◆ **BRIEF 1**
In the entries below, reproduce word for word every line from the one containing "Go ahead, prove it — where exactly is the mountain" through the last line of the entries, including both of those lines.

◆ **TEXT**
Although we all prefer not to dwell on it, reality dictates that as we age, so do our parents and other older loved ones. The natural aging process typically brings with it physical and/or mental deterioration along with increased odds of developing Alzheimer’s or another age-related dementia condition. At some point, it may become clear that a parent (or other loved one) can no longer safely and responsibly make personal and/or financial decisions. If you find yourself facing such a realization, it may be time to consider petitioning for conservatorship. Dennis M. Sandoval, Riverside certified elder attorney, explains the process of conservatorship in California to give you an idea what is involved.
What Is Conservatorship?
Conservatorship is a legal relationship, established through a court process, whereby a responsible adult or organization is appointed (the “conservator”) to care for an adult who needs help (the “conservatee”) caring for himself or herself and/or managing his or her finances. In California, there are two basic types of conservators – conservator of the person and conservator of the estate. A conservator of the person is responsible for helping the conservatee with the daily tasks of living and/or with making personal decisions. A conservator of the estate is responsible for making financial decisions and managing the estate of the conservatee. You could be appointed as either type of conservator, or both. The process for assisting a minor is similar and is know as a guardianship.
How Do I Know When Conservatorship is the Right Option?

◆ **BRIEF 2**
Transcribe the conservatorship text above exactly, from "Conservatorship is a" up to and including "the Right Option?".

◆ **DATASET RECORDS**
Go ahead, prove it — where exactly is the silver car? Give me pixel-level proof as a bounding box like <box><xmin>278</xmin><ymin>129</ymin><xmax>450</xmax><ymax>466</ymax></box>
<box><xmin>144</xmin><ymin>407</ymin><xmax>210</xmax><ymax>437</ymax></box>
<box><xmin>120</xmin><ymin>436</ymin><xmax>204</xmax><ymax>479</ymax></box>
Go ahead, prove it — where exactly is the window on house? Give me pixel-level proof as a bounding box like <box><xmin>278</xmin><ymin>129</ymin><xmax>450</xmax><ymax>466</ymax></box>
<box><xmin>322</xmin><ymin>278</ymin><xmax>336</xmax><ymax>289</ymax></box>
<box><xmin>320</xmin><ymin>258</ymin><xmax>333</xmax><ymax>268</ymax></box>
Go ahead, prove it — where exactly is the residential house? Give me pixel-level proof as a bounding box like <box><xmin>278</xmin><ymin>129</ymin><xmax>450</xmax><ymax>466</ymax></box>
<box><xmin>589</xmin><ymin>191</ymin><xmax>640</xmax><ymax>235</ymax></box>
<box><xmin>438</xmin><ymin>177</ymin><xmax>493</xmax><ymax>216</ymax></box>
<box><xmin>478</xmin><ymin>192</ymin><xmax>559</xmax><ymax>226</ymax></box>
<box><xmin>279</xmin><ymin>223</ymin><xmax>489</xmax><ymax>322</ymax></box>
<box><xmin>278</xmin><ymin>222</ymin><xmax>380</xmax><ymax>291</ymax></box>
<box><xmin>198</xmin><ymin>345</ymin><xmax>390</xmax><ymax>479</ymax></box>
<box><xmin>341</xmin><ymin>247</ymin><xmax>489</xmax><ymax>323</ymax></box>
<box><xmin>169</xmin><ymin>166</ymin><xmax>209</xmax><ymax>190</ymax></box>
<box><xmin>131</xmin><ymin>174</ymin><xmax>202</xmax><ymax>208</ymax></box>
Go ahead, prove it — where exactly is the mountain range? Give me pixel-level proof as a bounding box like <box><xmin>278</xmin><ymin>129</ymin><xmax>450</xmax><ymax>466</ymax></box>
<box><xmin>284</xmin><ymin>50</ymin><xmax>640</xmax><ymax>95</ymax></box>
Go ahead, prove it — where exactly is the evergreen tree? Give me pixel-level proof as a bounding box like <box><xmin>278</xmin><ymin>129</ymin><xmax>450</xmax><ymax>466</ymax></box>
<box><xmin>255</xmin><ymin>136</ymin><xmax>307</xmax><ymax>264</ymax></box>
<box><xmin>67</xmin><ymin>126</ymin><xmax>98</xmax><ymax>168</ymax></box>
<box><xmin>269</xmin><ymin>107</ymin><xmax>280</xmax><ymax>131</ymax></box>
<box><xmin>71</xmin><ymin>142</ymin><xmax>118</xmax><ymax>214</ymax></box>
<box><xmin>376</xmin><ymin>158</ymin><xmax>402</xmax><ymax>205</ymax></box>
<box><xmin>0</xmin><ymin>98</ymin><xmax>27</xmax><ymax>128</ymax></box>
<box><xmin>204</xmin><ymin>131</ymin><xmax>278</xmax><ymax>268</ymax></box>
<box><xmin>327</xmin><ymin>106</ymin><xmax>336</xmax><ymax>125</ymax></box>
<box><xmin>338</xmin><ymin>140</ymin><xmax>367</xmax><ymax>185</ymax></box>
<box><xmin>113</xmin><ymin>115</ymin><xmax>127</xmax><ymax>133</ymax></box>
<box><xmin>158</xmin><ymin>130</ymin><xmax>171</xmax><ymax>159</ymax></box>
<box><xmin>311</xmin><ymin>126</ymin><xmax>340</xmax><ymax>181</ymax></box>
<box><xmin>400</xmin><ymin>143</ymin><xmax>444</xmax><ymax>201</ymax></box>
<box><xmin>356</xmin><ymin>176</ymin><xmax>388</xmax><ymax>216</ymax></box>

◆ **PROBLEM SOLUTION 1**
Go ahead, prove it — where exactly is the mountain range? Give me pixel-level proof as a bounding box like <box><xmin>278</xmin><ymin>129</ymin><xmax>450</xmax><ymax>466</ymax></box>
<box><xmin>284</xmin><ymin>50</ymin><xmax>640</xmax><ymax>95</ymax></box>
Go ahead, prove it — where exactly is the evergreen tree? Give me pixel-level proof as a bounding box like <box><xmin>278</xmin><ymin>129</ymin><xmax>450</xmax><ymax>466</ymax></box>
<box><xmin>255</xmin><ymin>136</ymin><xmax>307</xmax><ymax>264</ymax></box>
<box><xmin>67</xmin><ymin>126</ymin><xmax>98</xmax><ymax>168</ymax></box>
<box><xmin>269</xmin><ymin>107</ymin><xmax>280</xmax><ymax>131</ymax></box>
<box><xmin>71</xmin><ymin>142</ymin><xmax>118</xmax><ymax>214</ymax></box>
<box><xmin>376</xmin><ymin>158</ymin><xmax>402</xmax><ymax>205</ymax></box>
<box><xmin>0</xmin><ymin>98</ymin><xmax>27</xmax><ymax>128</ymax></box>
<box><xmin>204</xmin><ymin>131</ymin><xmax>278</xmax><ymax>268</ymax></box>
<box><xmin>327</xmin><ymin>106</ymin><xmax>336</xmax><ymax>125</ymax></box>
<box><xmin>338</xmin><ymin>140</ymin><xmax>367</xmax><ymax>185</ymax></box>
<box><xmin>113</xmin><ymin>115</ymin><xmax>127</xmax><ymax>133</ymax></box>
<box><xmin>158</xmin><ymin>130</ymin><xmax>171</xmax><ymax>159</ymax></box>
<box><xmin>311</xmin><ymin>126</ymin><xmax>340</xmax><ymax>181</ymax></box>
<box><xmin>400</xmin><ymin>143</ymin><xmax>444</xmax><ymax>201</ymax></box>
<box><xmin>356</xmin><ymin>176</ymin><xmax>388</xmax><ymax>216</ymax></box>

◆ **PROBLEM SOLUTION 2**
Conservatorship is a legal relationship, established through a court process, whereby a responsible adult or organization is appointed (the “conservator”) to care for an adult who needs help (the “conservatee”) caring for himself or herself and/or managing his or her finances. In California, there are two basic types of conservators – conservator of the person and conservator of the estate. A conservator of the person is responsible for helping the conservatee with the daily tasks of living and/or with making personal decisions. A conservator of the estate is responsible for making financial decisions and managing the estate of the conservatee. You could be appointed as either type of conservator, or both. The process for assisting a minor is similar and is know as a guardianship.
How Do I Know When Conservatorship is the Right Option?